GIVEN PASSAGE:
=== Begin Enclosure ===

I had just read about making my sexuality my own, making it what I choose to make it rather than only what serves someone else and just making the goal pleasure and fun and curiosity rather than performing to some kind of insane and conflicting societal standard or the demands of an abusive past. Hearing him reinforce that I get to make the choice about when I’m ready and what will make me feel safe and comfortable? I wasn’t ready, but I was. All that negative shit about sex that has been drilled into me for years? I don’t have to make it my own. That belongs to someone else. I get to choose. And I chose yes.
I chose yes to today, yes to what I was comfortable with and who I was comfortable with and yes to whatever that brought up. I got to give consent and, to my great surprise and delight, sex was fun. It was good, it was pleasurable, I enjoyed him, I enjoyed me, and when I got home I felt no shame and no obligation. Those words? Those words are the words of someone who had earth-shakingly good sex. Not because we scared the neighbors a mile down the road with a deafening climax (haha, yet), but because everything I’ve felt before that was negative was gone. And because we communicated expectations beforehand, he wasn’t surprised when I cried, he just held me. I cried because at one point he asked if I was happy, and I realized that yes, I was. Then tears. Really good tears that needed to happen a long time ago.

=== End Enclosure ===

PROBLEMS TO SOLVE:
1. Reproduce the passage word for word between "I chose yes to" and "long time ago.", inclusive.
2. List each thing the writer says yes to in the passage's sentence beginning "I chose yes to today".

PROVIDED MATERIAL:
=== Begin Enclosure ===

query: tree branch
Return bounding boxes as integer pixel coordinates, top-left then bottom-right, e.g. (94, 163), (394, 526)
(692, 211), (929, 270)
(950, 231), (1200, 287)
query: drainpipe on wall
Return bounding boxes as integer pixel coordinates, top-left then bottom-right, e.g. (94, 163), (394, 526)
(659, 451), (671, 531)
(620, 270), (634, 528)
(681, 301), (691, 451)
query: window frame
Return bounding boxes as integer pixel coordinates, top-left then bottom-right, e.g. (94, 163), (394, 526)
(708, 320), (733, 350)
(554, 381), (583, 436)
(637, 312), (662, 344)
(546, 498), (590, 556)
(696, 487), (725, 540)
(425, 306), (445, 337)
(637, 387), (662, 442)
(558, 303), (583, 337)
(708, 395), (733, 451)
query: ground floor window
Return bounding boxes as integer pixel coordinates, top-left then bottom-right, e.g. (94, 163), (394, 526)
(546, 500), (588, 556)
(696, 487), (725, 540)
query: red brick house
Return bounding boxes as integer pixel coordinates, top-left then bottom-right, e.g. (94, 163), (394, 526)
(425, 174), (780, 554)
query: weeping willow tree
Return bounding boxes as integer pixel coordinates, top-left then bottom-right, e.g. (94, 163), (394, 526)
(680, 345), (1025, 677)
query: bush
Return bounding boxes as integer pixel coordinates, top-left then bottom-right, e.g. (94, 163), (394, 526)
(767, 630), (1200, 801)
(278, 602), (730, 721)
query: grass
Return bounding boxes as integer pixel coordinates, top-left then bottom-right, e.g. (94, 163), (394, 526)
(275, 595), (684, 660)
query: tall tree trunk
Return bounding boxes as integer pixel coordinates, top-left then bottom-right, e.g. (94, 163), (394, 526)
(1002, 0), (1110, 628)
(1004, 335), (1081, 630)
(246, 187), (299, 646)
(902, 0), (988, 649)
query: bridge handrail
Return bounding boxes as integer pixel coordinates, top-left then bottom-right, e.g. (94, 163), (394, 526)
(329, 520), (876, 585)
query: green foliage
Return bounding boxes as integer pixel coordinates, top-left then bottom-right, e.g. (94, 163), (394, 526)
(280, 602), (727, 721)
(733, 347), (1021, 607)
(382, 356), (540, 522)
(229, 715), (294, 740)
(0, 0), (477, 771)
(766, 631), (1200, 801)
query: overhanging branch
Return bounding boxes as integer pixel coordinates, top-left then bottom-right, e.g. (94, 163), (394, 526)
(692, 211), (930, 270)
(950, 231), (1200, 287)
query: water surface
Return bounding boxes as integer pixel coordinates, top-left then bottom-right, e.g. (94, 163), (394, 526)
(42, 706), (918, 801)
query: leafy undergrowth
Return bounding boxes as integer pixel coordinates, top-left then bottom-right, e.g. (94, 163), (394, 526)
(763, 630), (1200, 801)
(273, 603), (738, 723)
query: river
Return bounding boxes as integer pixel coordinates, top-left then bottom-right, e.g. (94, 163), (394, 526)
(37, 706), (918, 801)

=== End Enclosure ===

SOLVED PROBLEMS:
1.
I chose yes to today, yes to what I was comfortable with and who I was comfortable with and yes to whatever that brought up. I got to give consent and, to my great surprise and delight, sex was fun. It was good, it was pleasurable, I enjoyed him, I enjoyed me, and when I got home I felt no shame and no obligation. Those words? Those words are the words of someone who had earth-shakingly good sex. Not because we scared the neighbors a mile down the road with a deafening climax (haha, yet), but because everything I’ve felt before that was negative was gone. And because we communicated expectations beforehand, he wasn’t surprised when I cried, he just held me. I cried because at one point he asked if I was happy, and I realized that yes, I was. Then tears. Really good tears that needed to happen a long time ago.

2.
- today
- what I was comfortable with
- who I was comfortable with
- whatever that brought up